> EXTRAIT DU DOCUMENT
======

Par Andrea Chazy, à Villeneuve-la-Garenne
7 minutes

Ce dimanche, l’international espoirs Manu Koné organisait la deuxième édition de sa MK Cup chez lui, à Villeneuve-la-Garenne dans les Hauts-de-Seine. L’un des premiers gros événements post-émeutes à la suite de la mort de Nahel, qui s’est déroulé dans une ambiance bon enfant aux antipodes du tumulte des derniers jours.

Crédits : Yohan Goudeau
Crédits : Yohan Goudeau

N’importe quel dirigeant de club le sait : pour réussir son tournoi de foot de fin d’année en extérieur, peu importent les moyens alloués, il ne faut surtout pas qu’il pleuve. Bonne nouvelle, les premières gouttes de la journée sont de la sueur et perlent sur le front du jeune Marwan. Venu avec ses potes au centre sportif Philippe Cattiau, l’ado s’apprête à se faire couper les cheveux par deux barbers hermétiques au bourdonnement ambiant et aux matchs qui se déroulent à quelques mètres de leurs tondeuses. À deux pas, d’énormes structures gonflables en forme de cible géante ou de quilles ont été prises d’assaut par des enfants et leurs ballons, tandis qu’en face des coiffeurs en herbe, des ingénieurs du son déroulent leurs câbles XLR sur une petite scène qui verra se produire, le soir, des rappeurs plus ou moins connus de Villeneuve-la-Garenne et d’ailleurs. Si la recette « rap-foot-dégradé à blanc » est connue et adopté par tous les jeunes footballeurs ou presque, elle a cette fois une spécificité : elle ne coûte pas un centime aux plusieurs centaines d’ados et adultes, sportifs ou simples spectateurs, qui ont répondu à l’appel de la deuxième édition de la MK Cup.

======

Une suite d'enregistrements:
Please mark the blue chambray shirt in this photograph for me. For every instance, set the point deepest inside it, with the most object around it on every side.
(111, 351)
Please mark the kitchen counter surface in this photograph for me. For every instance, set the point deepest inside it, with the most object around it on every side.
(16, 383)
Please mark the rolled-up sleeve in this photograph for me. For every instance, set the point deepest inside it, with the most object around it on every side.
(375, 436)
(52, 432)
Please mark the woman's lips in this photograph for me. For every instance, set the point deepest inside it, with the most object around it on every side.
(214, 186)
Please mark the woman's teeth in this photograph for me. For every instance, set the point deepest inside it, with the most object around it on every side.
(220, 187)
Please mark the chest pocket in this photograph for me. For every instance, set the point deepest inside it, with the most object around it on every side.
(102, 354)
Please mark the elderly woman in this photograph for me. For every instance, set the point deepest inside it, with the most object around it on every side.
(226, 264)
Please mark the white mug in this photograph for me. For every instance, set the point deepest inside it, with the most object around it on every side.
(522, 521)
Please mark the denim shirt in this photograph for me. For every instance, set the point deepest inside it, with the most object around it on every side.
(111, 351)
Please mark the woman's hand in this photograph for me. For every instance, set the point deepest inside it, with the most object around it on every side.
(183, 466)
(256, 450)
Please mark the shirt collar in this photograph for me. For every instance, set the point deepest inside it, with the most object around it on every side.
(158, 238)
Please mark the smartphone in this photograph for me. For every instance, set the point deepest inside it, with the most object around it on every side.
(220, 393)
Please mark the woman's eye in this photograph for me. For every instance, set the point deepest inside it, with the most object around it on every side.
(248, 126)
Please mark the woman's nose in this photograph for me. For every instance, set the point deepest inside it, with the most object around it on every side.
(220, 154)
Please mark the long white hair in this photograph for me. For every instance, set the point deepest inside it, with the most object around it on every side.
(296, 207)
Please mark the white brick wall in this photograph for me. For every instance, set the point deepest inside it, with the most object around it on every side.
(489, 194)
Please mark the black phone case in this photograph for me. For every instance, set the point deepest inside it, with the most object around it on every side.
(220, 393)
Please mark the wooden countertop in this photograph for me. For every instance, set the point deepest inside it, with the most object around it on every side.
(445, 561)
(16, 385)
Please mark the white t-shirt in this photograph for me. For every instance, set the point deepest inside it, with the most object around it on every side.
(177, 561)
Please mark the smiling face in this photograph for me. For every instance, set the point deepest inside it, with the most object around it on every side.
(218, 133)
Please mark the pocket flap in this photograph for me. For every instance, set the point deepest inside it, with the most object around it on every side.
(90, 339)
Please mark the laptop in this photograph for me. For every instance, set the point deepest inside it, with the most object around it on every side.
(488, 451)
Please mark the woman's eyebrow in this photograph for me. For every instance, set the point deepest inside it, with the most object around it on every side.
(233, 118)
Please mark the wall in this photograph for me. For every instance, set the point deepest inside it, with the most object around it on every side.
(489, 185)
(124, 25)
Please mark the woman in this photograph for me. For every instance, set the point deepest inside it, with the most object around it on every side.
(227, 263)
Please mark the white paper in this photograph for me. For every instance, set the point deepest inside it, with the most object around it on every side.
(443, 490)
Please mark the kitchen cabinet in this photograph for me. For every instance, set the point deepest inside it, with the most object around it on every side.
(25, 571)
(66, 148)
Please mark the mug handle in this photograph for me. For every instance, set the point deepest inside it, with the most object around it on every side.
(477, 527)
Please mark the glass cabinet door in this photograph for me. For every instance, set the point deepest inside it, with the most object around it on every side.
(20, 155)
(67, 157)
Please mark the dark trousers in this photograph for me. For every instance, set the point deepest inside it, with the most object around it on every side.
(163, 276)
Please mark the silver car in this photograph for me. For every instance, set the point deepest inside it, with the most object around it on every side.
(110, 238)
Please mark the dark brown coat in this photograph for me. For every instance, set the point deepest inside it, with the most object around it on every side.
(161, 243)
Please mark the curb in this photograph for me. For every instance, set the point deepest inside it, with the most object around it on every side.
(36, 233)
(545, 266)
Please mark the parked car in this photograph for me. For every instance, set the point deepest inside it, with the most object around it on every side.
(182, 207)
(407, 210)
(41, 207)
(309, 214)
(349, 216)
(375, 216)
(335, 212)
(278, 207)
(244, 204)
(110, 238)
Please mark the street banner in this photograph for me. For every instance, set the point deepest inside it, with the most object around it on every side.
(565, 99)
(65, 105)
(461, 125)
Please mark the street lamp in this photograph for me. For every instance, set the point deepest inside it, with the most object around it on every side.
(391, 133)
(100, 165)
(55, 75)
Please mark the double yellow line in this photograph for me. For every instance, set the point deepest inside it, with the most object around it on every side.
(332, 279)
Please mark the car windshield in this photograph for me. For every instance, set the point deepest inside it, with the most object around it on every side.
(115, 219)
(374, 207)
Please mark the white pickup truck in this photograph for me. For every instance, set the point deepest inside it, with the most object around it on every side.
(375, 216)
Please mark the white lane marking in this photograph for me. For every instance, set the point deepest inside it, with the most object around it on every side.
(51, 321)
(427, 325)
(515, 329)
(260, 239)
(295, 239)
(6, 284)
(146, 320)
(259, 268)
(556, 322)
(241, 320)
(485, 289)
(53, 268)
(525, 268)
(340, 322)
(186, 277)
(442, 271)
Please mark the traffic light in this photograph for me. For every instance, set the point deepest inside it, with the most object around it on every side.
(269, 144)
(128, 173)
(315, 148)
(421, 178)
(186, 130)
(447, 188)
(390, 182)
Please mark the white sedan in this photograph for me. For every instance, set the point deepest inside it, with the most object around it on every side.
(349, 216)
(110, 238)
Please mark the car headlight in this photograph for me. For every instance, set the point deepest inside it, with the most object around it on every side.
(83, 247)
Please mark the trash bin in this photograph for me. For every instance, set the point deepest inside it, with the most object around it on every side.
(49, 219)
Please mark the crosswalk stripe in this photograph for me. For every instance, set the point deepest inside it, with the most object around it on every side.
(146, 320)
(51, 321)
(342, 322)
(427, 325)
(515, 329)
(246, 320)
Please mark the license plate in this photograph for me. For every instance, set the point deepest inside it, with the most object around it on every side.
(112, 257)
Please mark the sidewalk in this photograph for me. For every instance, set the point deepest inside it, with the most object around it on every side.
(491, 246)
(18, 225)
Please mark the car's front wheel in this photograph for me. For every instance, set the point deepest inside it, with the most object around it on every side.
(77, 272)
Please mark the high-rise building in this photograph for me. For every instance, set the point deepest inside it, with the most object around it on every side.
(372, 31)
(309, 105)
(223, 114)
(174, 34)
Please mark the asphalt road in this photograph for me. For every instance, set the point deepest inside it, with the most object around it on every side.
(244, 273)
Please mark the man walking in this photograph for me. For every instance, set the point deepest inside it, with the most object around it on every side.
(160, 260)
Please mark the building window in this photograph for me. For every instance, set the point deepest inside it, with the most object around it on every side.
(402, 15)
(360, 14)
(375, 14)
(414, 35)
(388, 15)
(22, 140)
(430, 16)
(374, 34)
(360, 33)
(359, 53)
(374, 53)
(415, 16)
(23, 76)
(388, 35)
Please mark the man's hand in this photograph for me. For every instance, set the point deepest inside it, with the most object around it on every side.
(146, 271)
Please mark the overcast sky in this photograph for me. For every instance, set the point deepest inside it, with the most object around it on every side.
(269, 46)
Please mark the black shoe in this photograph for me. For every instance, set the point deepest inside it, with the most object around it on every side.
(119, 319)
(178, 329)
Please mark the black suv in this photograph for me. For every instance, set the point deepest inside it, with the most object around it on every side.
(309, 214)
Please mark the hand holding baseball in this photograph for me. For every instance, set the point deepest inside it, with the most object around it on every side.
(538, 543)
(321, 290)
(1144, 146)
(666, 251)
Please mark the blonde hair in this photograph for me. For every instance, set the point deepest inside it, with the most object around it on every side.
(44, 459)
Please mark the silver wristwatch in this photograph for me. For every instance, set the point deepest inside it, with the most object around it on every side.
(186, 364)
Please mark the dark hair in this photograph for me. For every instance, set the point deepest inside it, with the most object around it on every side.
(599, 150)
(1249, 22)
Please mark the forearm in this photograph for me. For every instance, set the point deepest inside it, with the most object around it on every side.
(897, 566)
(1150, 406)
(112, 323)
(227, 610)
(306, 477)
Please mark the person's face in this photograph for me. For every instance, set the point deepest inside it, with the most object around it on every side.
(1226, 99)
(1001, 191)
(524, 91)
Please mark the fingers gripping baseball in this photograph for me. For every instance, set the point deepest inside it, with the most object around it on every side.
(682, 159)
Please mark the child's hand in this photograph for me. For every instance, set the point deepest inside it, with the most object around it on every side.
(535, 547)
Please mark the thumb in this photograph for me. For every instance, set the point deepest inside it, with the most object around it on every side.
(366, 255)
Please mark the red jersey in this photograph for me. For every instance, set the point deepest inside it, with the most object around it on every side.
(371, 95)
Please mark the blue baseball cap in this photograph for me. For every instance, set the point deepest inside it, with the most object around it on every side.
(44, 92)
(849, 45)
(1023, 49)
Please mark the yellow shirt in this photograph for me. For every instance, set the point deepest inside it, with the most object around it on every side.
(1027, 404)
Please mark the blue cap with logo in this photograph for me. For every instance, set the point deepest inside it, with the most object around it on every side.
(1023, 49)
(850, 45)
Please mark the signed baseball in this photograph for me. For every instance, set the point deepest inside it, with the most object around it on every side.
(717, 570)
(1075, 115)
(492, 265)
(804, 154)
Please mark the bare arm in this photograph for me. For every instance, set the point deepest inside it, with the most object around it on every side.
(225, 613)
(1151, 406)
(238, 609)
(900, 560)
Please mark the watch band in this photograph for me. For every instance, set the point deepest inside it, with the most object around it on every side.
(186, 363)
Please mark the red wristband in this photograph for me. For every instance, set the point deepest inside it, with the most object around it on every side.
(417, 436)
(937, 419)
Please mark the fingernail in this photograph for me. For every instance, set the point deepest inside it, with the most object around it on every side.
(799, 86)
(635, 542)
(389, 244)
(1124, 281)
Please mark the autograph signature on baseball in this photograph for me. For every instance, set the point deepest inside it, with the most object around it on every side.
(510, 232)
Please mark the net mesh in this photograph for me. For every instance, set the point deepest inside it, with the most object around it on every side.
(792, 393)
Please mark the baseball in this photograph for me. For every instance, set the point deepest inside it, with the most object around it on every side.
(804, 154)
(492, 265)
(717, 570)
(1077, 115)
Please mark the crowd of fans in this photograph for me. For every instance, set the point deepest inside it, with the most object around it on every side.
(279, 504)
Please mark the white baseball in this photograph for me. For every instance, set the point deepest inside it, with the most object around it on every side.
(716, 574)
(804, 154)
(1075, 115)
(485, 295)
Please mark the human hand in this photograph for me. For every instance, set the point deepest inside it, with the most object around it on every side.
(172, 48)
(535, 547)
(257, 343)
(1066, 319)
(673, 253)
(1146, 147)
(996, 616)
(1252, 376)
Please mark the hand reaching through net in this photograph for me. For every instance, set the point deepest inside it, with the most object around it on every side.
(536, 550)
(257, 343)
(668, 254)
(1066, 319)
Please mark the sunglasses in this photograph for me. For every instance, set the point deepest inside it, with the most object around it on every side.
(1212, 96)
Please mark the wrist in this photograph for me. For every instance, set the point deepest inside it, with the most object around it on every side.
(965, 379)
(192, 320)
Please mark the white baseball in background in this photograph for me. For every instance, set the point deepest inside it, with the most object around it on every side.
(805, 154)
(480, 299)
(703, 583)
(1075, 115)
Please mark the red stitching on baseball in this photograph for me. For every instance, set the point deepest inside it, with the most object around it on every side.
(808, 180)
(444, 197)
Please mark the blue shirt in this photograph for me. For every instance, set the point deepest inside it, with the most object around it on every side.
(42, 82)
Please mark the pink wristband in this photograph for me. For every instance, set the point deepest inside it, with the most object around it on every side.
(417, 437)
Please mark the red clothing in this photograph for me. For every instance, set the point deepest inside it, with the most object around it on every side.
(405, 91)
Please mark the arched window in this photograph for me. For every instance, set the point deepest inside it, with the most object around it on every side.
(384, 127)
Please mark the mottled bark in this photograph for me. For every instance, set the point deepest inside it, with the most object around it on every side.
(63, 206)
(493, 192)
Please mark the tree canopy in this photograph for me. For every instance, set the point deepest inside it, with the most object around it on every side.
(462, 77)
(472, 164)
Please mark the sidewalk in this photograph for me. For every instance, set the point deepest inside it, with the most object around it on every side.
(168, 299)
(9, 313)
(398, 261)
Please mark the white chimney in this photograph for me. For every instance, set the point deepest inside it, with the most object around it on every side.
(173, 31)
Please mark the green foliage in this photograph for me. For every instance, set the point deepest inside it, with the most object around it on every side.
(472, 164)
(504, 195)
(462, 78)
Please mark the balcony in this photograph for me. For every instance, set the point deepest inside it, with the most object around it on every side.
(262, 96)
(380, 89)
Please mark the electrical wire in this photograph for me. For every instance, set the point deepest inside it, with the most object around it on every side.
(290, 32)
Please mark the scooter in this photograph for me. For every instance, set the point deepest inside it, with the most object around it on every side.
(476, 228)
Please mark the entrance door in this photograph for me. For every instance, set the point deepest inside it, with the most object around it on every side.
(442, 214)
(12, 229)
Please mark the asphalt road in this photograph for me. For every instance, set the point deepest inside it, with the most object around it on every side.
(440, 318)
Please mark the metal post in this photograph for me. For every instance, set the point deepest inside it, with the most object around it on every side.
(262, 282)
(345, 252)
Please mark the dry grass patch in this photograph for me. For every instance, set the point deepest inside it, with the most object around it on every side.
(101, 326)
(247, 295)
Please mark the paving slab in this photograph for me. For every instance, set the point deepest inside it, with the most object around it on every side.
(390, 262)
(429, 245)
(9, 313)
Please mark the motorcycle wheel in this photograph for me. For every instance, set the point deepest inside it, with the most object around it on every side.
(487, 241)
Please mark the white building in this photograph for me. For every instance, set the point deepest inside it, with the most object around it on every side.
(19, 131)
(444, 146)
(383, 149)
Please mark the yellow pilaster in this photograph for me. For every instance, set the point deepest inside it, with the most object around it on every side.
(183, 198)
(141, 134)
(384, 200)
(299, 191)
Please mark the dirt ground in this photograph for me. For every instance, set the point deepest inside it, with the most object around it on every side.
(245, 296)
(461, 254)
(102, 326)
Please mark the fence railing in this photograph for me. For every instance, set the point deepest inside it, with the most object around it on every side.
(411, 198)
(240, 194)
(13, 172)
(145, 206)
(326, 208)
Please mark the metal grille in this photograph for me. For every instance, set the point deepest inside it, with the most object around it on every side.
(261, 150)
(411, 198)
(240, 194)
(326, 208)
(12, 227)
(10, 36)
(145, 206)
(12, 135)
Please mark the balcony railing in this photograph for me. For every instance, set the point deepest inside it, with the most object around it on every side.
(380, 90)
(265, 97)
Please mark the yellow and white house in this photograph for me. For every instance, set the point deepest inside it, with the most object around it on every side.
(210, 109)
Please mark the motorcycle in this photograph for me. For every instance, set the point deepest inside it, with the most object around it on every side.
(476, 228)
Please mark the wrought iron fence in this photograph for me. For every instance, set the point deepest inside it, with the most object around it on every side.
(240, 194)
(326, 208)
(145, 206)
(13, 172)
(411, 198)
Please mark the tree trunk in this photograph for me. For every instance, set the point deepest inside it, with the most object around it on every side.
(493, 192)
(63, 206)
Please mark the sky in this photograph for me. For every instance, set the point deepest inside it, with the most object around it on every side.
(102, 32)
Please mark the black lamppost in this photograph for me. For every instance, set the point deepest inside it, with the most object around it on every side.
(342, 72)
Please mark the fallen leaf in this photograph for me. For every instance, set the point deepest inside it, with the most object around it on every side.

======

> EXERCICES À TRAITER
a - D'après l'extrait, combien la MK Cup coûte-t-elle aux ados et adultes venus y participer ou y assister ?
b - Rassemblez toutes les lignes des enregistrements qui contiennent le mot « window », en tenant compte de la casse.

> RÉPONSES PAR EXERCICE
a - Elle ne leur coûte pas un centime.

b -
Please mark the building window in this photograph for me. For every instance, set the point deepest inside it, with the most object around it on every side.
Please mark the arched window in this photograph for me. For every instance, set the point deepest inside it, with the most object around it on every side.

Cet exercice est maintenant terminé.